What is required >> Copy every line in the material below that contains the word "shirt".

[Point annotation dataset records]

------------

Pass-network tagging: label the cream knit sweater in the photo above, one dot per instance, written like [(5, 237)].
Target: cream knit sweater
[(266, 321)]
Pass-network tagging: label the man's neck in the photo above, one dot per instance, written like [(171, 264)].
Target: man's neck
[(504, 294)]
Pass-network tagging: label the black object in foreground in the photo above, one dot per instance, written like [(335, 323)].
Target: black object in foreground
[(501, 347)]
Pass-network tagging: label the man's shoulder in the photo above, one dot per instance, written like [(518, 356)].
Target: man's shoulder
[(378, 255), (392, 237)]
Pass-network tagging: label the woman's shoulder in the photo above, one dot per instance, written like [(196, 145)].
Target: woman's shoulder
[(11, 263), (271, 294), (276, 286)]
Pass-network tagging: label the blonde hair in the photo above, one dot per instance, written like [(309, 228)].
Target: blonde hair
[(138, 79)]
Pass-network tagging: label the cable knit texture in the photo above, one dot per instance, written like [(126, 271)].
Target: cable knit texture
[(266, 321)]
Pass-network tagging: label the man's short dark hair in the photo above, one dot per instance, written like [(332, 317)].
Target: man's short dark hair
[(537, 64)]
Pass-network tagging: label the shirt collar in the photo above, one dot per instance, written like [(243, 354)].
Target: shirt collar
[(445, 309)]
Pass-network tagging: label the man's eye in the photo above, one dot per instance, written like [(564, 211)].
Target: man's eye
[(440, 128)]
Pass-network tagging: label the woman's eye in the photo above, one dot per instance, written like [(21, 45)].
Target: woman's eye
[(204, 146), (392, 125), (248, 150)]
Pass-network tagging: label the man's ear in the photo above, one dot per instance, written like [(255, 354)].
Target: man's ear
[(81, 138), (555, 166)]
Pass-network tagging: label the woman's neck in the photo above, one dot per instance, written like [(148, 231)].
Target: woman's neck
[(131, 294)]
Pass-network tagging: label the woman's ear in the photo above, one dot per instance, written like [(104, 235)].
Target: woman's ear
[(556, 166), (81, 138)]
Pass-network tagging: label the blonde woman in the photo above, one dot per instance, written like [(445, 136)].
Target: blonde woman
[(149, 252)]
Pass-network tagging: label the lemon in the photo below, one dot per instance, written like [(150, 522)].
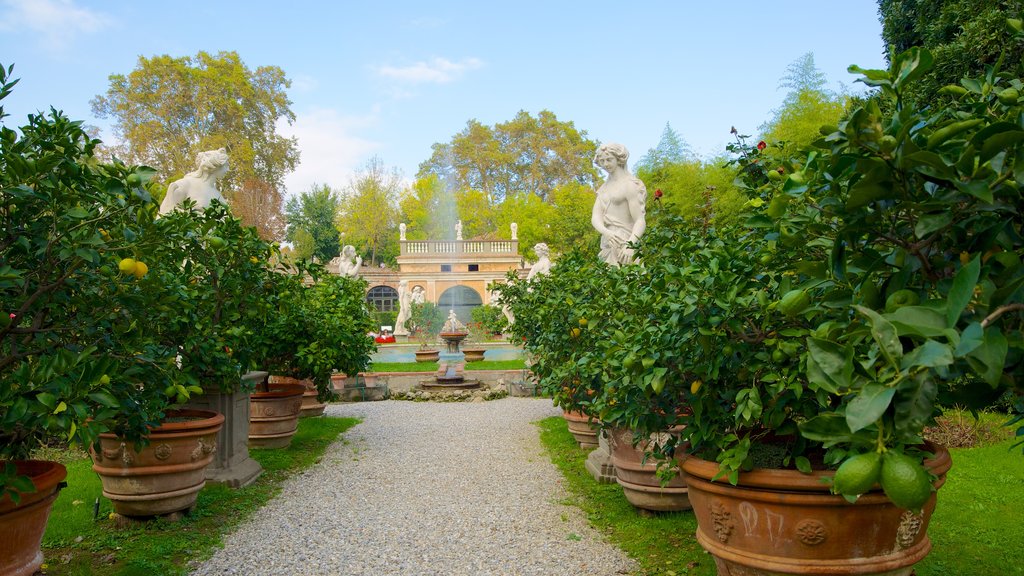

------------

Written solution >>
Pass-network tagging: label the shirt collar in the photo above, one dot per instance, written like [(243, 354)].
Target: shirt collar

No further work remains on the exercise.